DATA UNDER STUDY.
········
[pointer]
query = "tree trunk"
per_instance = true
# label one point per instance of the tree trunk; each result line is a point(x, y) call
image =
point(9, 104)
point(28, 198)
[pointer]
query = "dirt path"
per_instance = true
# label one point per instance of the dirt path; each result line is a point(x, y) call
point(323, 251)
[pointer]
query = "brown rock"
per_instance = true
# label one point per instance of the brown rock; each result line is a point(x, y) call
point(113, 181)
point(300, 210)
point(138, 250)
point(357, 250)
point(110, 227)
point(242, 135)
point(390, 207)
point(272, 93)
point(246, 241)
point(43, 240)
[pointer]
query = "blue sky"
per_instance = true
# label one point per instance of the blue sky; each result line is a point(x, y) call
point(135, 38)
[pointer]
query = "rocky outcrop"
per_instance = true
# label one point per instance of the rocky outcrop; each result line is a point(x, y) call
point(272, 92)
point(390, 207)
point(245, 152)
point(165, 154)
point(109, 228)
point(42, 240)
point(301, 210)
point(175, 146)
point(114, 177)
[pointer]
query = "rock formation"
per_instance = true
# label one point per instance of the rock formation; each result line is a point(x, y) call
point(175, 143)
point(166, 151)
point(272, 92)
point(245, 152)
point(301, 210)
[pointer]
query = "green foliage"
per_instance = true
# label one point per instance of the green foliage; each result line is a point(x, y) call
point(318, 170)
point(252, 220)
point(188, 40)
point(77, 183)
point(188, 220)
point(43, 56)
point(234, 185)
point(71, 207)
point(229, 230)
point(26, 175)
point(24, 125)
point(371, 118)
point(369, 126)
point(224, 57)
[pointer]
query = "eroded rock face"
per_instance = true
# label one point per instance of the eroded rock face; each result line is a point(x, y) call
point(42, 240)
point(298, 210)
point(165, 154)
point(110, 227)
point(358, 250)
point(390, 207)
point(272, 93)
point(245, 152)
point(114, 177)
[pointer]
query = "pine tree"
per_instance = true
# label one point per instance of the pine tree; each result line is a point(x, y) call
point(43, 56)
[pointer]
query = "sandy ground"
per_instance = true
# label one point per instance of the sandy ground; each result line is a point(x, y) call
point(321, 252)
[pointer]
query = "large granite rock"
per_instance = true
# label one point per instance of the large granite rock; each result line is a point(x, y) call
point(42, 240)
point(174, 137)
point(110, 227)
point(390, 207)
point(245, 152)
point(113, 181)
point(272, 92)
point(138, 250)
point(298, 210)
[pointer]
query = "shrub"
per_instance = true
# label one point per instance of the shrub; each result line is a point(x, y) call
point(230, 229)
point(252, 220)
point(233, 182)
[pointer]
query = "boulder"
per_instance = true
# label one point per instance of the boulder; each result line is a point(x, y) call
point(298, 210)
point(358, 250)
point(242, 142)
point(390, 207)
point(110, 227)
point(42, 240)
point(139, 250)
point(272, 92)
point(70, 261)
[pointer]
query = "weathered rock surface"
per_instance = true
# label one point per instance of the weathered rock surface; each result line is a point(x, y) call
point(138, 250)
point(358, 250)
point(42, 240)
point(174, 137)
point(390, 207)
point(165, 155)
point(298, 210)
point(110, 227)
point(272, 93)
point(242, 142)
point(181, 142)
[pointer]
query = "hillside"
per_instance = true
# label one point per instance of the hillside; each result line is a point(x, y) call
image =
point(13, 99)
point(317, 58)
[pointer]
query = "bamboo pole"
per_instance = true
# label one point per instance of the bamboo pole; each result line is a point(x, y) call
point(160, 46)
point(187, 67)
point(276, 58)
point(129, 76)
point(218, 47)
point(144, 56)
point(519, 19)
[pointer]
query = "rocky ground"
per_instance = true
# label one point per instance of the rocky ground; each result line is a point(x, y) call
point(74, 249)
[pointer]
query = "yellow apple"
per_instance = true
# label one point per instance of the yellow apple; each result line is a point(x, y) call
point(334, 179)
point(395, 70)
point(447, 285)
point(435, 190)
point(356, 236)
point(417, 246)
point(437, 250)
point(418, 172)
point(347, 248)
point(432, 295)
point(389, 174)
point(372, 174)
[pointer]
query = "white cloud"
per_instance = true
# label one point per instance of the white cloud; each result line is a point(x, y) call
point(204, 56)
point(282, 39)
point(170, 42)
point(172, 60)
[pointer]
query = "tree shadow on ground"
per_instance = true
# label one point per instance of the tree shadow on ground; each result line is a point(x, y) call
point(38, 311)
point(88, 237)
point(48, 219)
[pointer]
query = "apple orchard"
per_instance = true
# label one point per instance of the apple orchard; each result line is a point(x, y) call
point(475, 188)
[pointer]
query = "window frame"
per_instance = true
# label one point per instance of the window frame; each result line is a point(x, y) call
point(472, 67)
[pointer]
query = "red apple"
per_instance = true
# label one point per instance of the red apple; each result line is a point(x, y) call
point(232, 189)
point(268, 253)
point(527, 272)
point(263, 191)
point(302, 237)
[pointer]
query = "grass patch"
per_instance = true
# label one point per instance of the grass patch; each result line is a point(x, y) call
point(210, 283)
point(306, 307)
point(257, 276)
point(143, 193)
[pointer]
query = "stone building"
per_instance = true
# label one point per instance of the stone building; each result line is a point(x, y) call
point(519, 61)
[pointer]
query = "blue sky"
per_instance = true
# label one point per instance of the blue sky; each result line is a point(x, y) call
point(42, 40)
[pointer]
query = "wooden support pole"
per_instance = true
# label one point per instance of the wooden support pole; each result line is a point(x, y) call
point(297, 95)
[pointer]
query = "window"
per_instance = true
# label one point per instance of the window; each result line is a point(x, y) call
········
PROBLEM. Transcribe every line above, character for character.

EXERCISE SOLUTION.
[pointer]
query = "tree trunk"
per_instance = true
# label one point per instance of the tree trunk; each result line is a point(x, y) call
image =
point(9, 104)
point(28, 198)
[pointer]
query = "dirt path"
per_instance = true
# label one point per instance of the dirt path; each result line is a point(x, y) call
point(323, 251)
[pointer]
query = "brown rock"
per_instance = true
# label one point per instance of the brown rock; each result line is a point(x, y) call
point(113, 181)
point(300, 210)
point(138, 250)
point(357, 250)
point(110, 227)
point(242, 135)
point(390, 207)
point(272, 93)
point(246, 241)
point(43, 240)
[pointer]
query = "blue sky"
per_instance = true
# label one point per instance of the blue sky; each result line is a point(x, y) call
point(135, 38)
[pointer]
query = "rocky outcrop"
per_instance = true
# label one point per instance of the rocky outcrop; each result line is a point(x, y) call
point(272, 92)
point(390, 207)
point(245, 152)
point(165, 154)
point(109, 228)
point(42, 240)
point(301, 210)
point(175, 146)
point(114, 177)
[pointer]
query = "rock formation"
per_instance = true
# label one point per instance of the rock formation; each result line is a point(x, y) call
point(175, 143)
point(166, 151)
point(272, 92)
point(245, 152)
point(301, 210)
[pointer]
query = "green foliage"
per_instance = true
# label one point per instance of the green foliage; each result line is a point(x, y) call
point(318, 170)
point(252, 220)
point(188, 40)
point(77, 183)
point(188, 220)
point(43, 56)
point(234, 185)
point(71, 207)
point(229, 230)
point(26, 175)
point(24, 125)
point(371, 118)
point(369, 126)
point(224, 57)
[pointer]
query = "eroded rock face"
per_instance = true
# label one point per instance of the eroded rock face; each result line is a point(x, y) call
point(42, 240)
point(298, 210)
point(165, 154)
point(110, 227)
point(358, 250)
point(390, 207)
point(272, 93)
point(245, 152)
point(114, 177)
[pointer]
query = "pine tree"
per_instance = true
# label one point per instance of the pine tree; each result line is a point(x, y) call
point(43, 56)
[pointer]
query = "sandy ground"
per_instance = true
# label one point per instance of the sandy ground; each result line is a point(x, y) call
point(321, 252)
[pointer]
query = "large granite rock"
per_instance = true
# label one point per instance of the large granite rock; each result line is a point(x, y) call
point(42, 240)
point(174, 137)
point(110, 227)
point(390, 207)
point(245, 152)
point(113, 181)
point(272, 92)
point(138, 250)
point(298, 210)
[pointer]
query = "shrub"
per_instance = true
# label one point per instance of the shrub; each result line is a point(x, y) call
point(230, 229)
point(252, 220)
point(233, 182)
[pointer]
query = "boulder"
per_instance = true
# label one point per instance of the boulder; each result line is a point(x, y) call
point(298, 210)
point(358, 250)
point(242, 142)
point(390, 207)
point(110, 227)
point(42, 240)
point(139, 250)
point(272, 92)
point(70, 261)
[pointer]
query = "weathered rock surface"
per_instance = true
# label one point per instance of the weathered rock surface; each result line is a point(x, y) call
point(138, 250)
point(358, 250)
point(42, 240)
point(174, 137)
point(390, 207)
point(165, 155)
point(298, 210)
point(110, 227)
point(272, 93)
point(242, 142)
point(181, 142)
[pointer]
query = "hillside"
per_instance = true
# label one point per instance of the hillside; each result line is a point(x, y) call
image =
point(13, 99)
point(317, 58)
[pointer]
query = "bamboo pole"
per_instance = true
# label one point per instance of the bamboo pole; each result line is a point(x, y) call
point(160, 46)
point(187, 67)
point(276, 58)
point(129, 76)
point(218, 47)
point(144, 56)
point(519, 19)
[pointer]
query = "rocky ground"
per_instance = true
# label one point per instance of the rocky ground; each result line is a point(x, y) call
point(74, 249)
[pointer]
query = "yellow apple"
per_instance = true
# label one point per instance of the yellow apple; each result line is a point(x, y) call
point(334, 179)
point(395, 70)
point(447, 285)
point(435, 190)
point(356, 236)
point(417, 246)
point(437, 250)
point(418, 172)
point(347, 248)
point(432, 295)
point(389, 174)
point(372, 174)
[pointer]
query = "white cloud"
per_instance = true
# label one point per instance of the white cloud; each result line is a point(x, y) call
point(204, 56)
point(282, 39)
point(170, 42)
point(172, 60)
[pointer]
query = "tree shadow on ground"
per_instance = true
# label one point per instance of the tree shadow on ground; each result line is a point(x, y) call
point(38, 311)
point(88, 237)
point(48, 219)
[pointer]
query = "apple orchard"
per_instance = true
# label one point per instance of the apple orchard; each result line is a point(x, y) call
point(475, 188)
[pointer]
query = "window frame"
per_instance = true
# label one point per instance of the window frame; each result line is a point(x, y) call
point(472, 67)
[pointer]
query = "red apple"
per_instance = true
# label one point per instance of the red apple; each result line is a point(x, y) call
point(232, 189)
point(268, 253)
point(527, 272)
point(263, 191)
point(302, 237)
[pointer]
query = "grass patch"
per_instance = true
# label one point per instance of the grass patch; each result line is a point(x, y) call
point(210, 283)
point(306, 307)
point(257, 276)
point(143, 193)
[pointer]
query = "stone building"
per_instance = true
# label one point per instance of the stone building; each result line is a point(x, y) call
point(519, 61)
[pointer]
query = "blue sky"
per_instance = true
# label one point per instance of the blue sky; each result line is a point(x, y) call
point(42, 40)
[pointer]
query = "wooden support pole"
per_instance = true
# label one point per instance of the wooden support pole; each result line is a point(x, y) call
point(297, 95)
[pointer]
query = "window"
per_instance = true
# label one point per instance of the window; each result line is a point(x, y) call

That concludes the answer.